>>>

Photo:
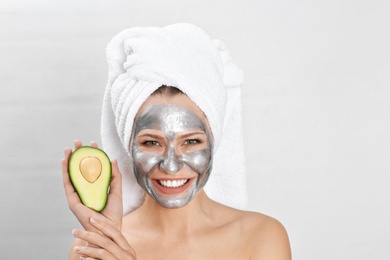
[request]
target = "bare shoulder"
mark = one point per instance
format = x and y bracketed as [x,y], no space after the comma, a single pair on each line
[269,237]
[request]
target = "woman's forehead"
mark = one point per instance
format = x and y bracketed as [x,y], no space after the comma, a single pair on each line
[181,102]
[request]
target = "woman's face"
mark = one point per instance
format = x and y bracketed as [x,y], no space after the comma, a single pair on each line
[171,149]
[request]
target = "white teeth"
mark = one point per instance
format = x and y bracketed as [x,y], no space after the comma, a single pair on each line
[173,183]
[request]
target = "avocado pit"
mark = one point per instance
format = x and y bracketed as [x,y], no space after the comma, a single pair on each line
[90,168]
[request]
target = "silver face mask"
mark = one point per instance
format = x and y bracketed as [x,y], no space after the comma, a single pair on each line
[171,154]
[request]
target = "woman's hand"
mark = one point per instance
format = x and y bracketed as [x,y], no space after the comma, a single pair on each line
[112,212]
[108,244]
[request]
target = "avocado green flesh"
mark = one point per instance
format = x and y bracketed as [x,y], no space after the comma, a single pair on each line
[90,174]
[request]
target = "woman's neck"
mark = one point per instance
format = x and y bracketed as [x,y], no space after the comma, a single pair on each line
[184,220]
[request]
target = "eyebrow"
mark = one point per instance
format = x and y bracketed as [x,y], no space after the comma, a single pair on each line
[150,135]
[192,133]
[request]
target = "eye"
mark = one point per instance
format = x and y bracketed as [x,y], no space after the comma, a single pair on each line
[192,141]
[150,143]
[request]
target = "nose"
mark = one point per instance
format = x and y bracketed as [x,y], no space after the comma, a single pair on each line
[171,162]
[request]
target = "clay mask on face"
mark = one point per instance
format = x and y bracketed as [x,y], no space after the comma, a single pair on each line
[182,143]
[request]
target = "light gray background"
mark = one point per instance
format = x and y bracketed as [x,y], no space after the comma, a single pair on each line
[315,100]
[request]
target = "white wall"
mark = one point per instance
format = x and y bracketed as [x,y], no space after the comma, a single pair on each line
[315,100]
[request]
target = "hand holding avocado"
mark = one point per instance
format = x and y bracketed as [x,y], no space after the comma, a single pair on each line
[112,211]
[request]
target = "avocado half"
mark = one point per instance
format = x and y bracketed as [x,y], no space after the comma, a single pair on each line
[90,173]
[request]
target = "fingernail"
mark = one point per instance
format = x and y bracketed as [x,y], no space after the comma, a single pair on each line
[94,221]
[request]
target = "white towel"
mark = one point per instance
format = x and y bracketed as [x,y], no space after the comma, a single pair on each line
[141,60]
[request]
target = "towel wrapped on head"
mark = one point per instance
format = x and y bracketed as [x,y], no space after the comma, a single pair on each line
[141,60]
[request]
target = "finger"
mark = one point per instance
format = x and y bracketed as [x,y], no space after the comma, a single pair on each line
[111,232]
[99,241]
[77,144]
[69,189]
[94,144]
[116,180]
[67,153]
[88,252]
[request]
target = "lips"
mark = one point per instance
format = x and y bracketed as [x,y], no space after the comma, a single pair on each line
[172,186]
[172,183]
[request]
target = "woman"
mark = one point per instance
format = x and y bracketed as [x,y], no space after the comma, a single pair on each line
[168,139]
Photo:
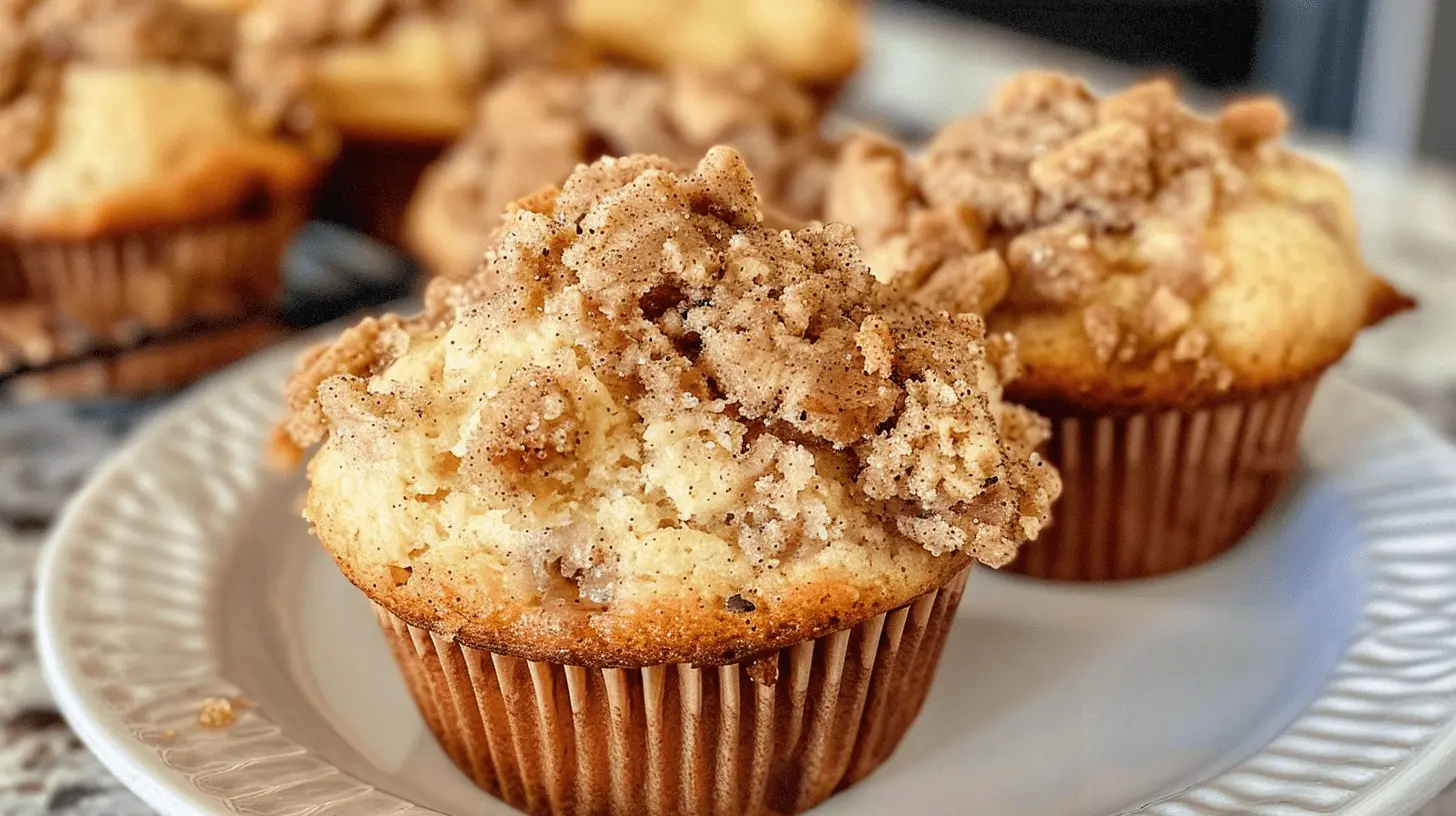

<<<

* INSTRUCTIONS FOR THE TASK
Without the pictures, write out every entry exactly as it appears.

* EXERCISE RESULT
Photo:
[request]
target = "bare shoulder"
mark = one point per instance
format = x and y bracketed as [x,y], no space after the comma, a single pair on each line
[269,237]
[request]
target = "woman's forehead"
mark = one point per instance
format = x and y bracketed as [x,y], no space after the comma, a single pair on each line
[181,102]
[request]
target = "woman's face"
mark = one point per instance
format = x and y bracketed as [x,y], no space after the comma, a single pair on each line
[171,149]
[request]
target = "white teeth"
mark = one point per instance
format = x and y bracketed as [x,y], no space after the comma, a single pair on each line
[173,183]
[request]
target = "avocado pit"
mark = one point per instance
format = x and y bracketed as [x,y], no space after the comma, a single pair on each line
[90,168]
[request]
target = "silver face mask"
mark = one point per instance
format = x and y bracketed as [x,y], no space after the comma, a single pair on each line
[171,154]
[request]
target = "woman's hand"
mark = one point per instance
format = x and y bracketed as [x,y], no space after the comma, a single pair on each line
[112,212]
[108,244]
[request]
target = "avocado green flesh"
mark = one point per instance
format = x and y bracketed as [x,y], no space after the comma, a single pair on each line
[90,174]
[request]
target = "woman's neck"
mark = one point per instance
format = x and y bracketed as [x,y], no space after the comma, a single pair on each line
[184,220]
[request]
target = "eyebrow"
mark = one point per instance
format = x and y bracketed as [x,y], no space after the comma, a single pair on each line
[150,135]
[192,133]
[request]
target = "eye"
mark = one point per instance
format = x and y bracketed as [x,y], no space after the comma, a single pair on each line
[192,141]
[150,143]
[request]
target = "nose"
mark = one point per instance
format = x and y bracketed as [x,y], no space after the comma, a single pair on each line
[171,162]
[request]
target = "clay mask on face"
mark = one point per instance
format = x and y bracketed as [x,y], no space after the comma, a single pair on each line
[182,143]
[request]
target = "light gray background"
mark = one point per instance
format = x and y bracketed as [x,y], no space after the comma, a single pair on each line
[315,100]
[request]
target = "white wall"
mark = one point per instance
format = x and y bracketed as [x,y], no space after the comma, a single pair on each line
[315,100]
[request]
target = "hand holding avocado"
mark = one point per instance
format = x and y bracketed as [x,y], no space after the comma, a single pair on each line
[112,211]
[request]
target = "avocado half"
mark = one point per instance
format = x and y bracketed as [x,y], no space after the comma, a single pair on each line
[90,173]
[request]
target = "fingernail"
mark = one point per instance
format = x and y bracketed as [x,y], no space after the comma, a single pair on each line
[94,221]
[request]
target = "white towel"
mark = one point per instance
format = x and y bracketed as [x,y], no space after the comma, a single pair on each line
[141,60]
[request]
target = "towel wrapped on head"
mark = one point per instance
format = x and y bracketed as [x,y], no space after the comma, a single pair on each line
[141,60]
[request]
target = "finger"
mark = one point per instance
format = x and y bracketed as [x,y], no space after the comma, a single pair on each line
[111,232]
[99,241]
[77,144]
[69,189]
[94,144]
[116,180]
[67,153]
[88,252]
[request]
target = "lips"
mark = one point per instance
format = x and y bracketed as [x,y], no space after the comma, a single pair on each line
[172,186]
[172,183]
[request]
target = "woman"
mark = one point per instance
format = x and y bracketed as [x,y], no space after the comma, a single pair on each line
[168,139]
Photo:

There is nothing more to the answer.